▶ _Problem_
Copy out the final stretch of the listing: the line that contains "Teacher note: please indicate the road sign" and all lines after it, exactly as they appear.

Saved entries
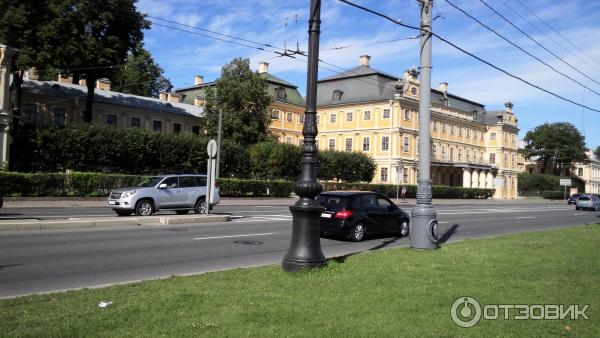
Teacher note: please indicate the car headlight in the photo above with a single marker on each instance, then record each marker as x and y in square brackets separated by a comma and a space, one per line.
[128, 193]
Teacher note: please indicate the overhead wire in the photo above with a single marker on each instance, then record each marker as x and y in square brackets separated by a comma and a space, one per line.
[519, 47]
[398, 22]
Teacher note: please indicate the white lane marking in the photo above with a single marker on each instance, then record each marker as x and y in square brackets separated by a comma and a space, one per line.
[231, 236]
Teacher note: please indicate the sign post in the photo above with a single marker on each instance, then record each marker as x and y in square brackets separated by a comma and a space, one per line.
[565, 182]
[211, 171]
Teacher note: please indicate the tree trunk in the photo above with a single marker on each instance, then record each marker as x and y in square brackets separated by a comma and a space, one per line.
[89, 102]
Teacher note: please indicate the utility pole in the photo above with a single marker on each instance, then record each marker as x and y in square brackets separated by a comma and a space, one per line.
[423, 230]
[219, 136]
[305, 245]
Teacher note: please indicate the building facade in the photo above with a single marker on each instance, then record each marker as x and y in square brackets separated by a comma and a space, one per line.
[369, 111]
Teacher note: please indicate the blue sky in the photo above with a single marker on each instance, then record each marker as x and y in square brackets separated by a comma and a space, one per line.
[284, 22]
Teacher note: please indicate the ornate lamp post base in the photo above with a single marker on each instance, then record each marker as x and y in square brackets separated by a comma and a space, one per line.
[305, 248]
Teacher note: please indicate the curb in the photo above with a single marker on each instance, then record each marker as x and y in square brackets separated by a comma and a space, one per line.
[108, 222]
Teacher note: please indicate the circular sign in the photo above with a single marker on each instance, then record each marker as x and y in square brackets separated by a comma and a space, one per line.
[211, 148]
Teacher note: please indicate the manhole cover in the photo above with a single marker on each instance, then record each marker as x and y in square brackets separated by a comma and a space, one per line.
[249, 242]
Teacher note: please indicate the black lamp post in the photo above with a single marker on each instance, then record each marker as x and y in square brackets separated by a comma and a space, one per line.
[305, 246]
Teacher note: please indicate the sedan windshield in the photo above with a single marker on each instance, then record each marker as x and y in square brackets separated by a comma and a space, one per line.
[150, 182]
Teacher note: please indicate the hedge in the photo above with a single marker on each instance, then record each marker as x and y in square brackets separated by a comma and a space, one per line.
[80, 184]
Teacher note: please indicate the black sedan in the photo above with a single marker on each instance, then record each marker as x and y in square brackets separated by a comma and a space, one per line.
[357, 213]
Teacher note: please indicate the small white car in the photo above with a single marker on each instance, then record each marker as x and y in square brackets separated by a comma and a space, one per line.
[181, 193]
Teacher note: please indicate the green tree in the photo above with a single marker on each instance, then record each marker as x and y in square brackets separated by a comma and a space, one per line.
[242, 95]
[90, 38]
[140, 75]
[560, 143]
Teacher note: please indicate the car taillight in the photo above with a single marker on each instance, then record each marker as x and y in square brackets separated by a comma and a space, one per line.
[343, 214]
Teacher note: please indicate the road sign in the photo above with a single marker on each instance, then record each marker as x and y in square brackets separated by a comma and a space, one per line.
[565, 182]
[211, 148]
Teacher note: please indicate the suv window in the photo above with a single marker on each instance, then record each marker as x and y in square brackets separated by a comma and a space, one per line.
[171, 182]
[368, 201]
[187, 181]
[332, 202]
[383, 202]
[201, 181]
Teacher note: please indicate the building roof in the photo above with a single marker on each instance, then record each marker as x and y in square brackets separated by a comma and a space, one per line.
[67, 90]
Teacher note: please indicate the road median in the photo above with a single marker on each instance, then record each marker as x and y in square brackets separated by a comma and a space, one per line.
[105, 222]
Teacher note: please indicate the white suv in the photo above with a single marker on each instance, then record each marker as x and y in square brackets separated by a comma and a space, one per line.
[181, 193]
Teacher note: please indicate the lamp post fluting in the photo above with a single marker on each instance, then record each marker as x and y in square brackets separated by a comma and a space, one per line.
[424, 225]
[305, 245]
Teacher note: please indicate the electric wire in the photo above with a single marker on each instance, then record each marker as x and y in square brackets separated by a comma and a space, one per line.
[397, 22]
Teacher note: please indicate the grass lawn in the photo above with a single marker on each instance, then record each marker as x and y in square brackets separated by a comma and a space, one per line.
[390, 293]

▶ _Final answer_
Teacher note: please indicate the road sign in the photo above with a single marker on each instance, then record each marker as x and y in square brackets separated by a comma and a space, one per line.
[565, 182]
[211, 148]
Teacher note: please indicate the suv window in the photo above with a single marker on each instance, then record each marker as x and y in square brackets separated by a comma and a space, one per line.
[171, 182]
[368, 201]
[187, 181]
[332, 202]
[383, 202]
[201, 181]
Teacher note: please indicate the building roof in the photo above with a single marker on each instance, then record each marker as x and y in square brackets separated by a comma and a space, one per line.
[67, 90]
Teacher note: please indicate the road median in the photo above with a single marker on each instance, then record each marker as x and y in square brackets separated by a comma and a space, one per line.
[105, 222]
Teacher note: please indicate the white suv in the photo above with a single marker on each instance, then record each marker as x and y in square brackets separated by a comma and a space, one per line.
[181, 193]
Teacher note: please indicate the lamp post fluting in the photo above with a single marker on each instance, then record each marker as x and y in square brackets separated by a comma and a space, one per line.
[424, 225]
[305, 245]
Teacher note: please indicate the electric wire in the photo above with a single marker on each instance, then record each marker as x and y in square brackets separated by a comma and a space, one per line.
[397, 22]
Teacher note: please indicate the grass lawn in the photo above with a single marker on each instance, then record each marker as x and y in square brackets separated by a comma and a space, one per line.
[390, 293]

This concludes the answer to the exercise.